Recorded data

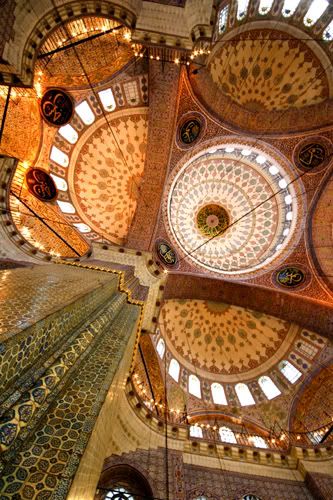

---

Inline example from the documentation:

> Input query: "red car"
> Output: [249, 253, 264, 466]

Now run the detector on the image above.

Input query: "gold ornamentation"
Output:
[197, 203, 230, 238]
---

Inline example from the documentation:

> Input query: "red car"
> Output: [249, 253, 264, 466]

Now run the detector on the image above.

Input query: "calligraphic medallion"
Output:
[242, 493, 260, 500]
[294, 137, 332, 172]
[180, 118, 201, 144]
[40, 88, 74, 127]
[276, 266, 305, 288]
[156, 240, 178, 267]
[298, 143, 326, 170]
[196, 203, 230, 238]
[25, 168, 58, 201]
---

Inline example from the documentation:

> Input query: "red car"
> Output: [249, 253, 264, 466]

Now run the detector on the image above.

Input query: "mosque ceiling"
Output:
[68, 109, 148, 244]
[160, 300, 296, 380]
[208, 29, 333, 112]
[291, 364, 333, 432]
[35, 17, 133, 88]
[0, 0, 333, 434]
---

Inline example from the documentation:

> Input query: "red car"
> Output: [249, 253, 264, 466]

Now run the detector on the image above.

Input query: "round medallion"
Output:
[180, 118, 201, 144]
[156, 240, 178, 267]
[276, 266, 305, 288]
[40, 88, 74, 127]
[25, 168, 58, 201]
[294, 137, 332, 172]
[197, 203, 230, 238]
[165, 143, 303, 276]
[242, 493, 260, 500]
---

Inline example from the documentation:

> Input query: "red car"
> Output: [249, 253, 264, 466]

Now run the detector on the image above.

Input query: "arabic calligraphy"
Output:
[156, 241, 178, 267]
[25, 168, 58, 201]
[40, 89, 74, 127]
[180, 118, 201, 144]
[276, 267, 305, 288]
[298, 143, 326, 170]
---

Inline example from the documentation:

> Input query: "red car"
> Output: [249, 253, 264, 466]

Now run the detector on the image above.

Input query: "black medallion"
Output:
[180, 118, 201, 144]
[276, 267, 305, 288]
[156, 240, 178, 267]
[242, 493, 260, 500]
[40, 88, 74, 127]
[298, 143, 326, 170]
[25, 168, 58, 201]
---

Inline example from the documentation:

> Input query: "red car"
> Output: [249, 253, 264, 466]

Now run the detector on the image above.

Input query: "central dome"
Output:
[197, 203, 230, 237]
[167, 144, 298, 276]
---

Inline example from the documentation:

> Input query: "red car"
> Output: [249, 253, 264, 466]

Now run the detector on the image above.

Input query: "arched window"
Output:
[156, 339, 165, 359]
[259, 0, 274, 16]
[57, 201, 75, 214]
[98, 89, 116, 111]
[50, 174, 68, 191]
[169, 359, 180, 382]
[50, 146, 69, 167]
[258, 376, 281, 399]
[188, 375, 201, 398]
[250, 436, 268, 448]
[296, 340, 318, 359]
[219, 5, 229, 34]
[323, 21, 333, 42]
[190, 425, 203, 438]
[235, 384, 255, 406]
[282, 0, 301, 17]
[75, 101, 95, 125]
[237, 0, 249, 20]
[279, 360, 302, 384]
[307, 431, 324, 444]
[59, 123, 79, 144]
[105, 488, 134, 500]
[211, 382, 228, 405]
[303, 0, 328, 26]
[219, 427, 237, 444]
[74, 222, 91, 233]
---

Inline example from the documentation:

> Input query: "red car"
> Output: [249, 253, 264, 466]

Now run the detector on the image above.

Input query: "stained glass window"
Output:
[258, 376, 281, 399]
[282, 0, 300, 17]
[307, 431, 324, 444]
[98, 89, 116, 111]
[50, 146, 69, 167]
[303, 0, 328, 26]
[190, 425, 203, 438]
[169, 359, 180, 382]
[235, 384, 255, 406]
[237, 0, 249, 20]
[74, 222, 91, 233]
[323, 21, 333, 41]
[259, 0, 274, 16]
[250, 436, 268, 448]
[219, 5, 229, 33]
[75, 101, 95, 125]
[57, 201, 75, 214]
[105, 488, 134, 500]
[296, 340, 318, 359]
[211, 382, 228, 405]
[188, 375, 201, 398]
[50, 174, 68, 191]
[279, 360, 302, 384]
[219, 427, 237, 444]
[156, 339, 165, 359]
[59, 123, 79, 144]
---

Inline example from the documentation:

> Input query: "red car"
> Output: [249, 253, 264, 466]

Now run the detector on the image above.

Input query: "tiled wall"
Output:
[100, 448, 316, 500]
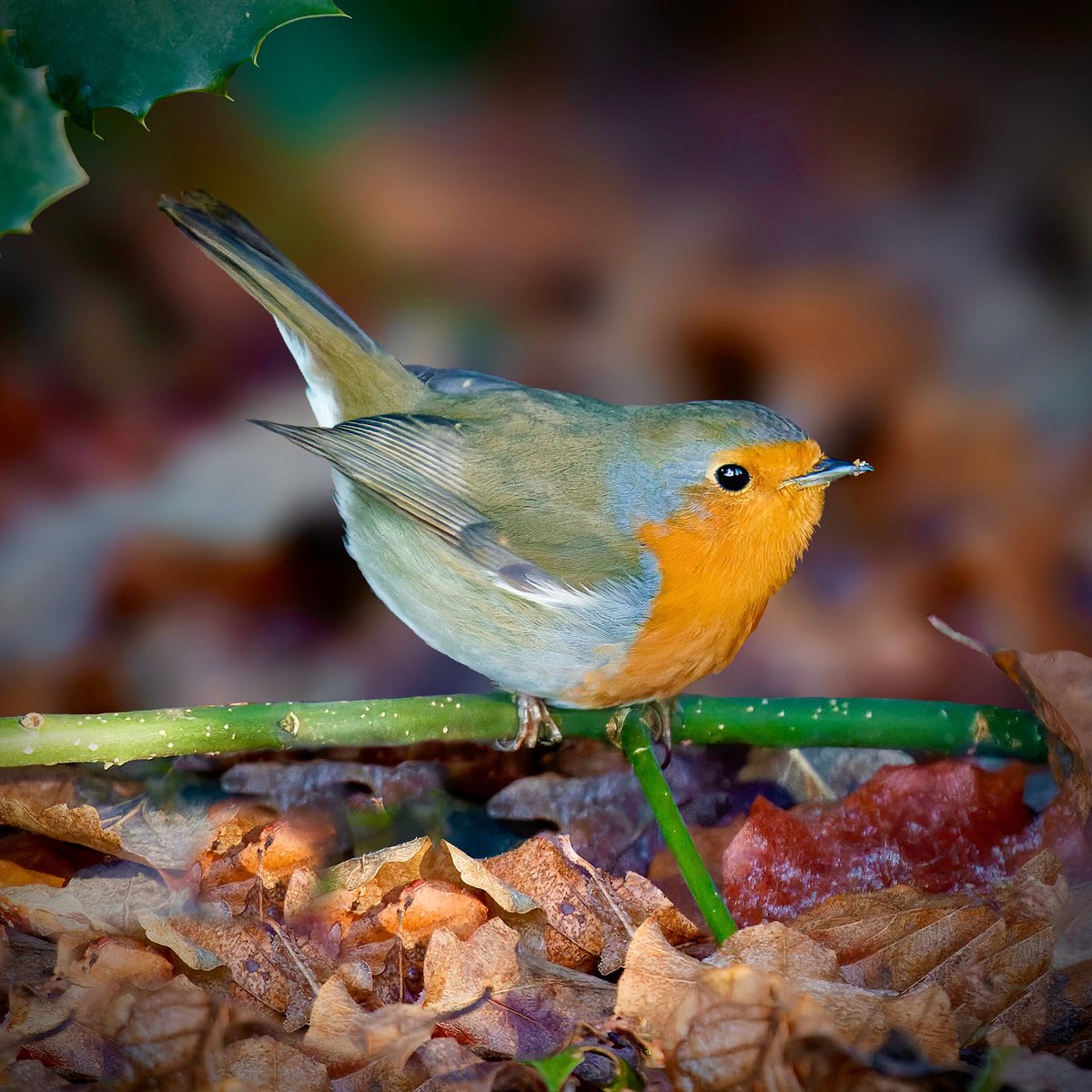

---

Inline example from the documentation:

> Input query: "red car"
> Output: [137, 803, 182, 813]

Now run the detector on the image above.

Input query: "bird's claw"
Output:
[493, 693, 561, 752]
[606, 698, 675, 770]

Exercise prompt
Pick out and copy every line of the material above that contains the word "medallion". Case counts.

Solution to the problem
Input query: "calligraphic medallion"
Input query: "round medallion"
Input query: "black medallion"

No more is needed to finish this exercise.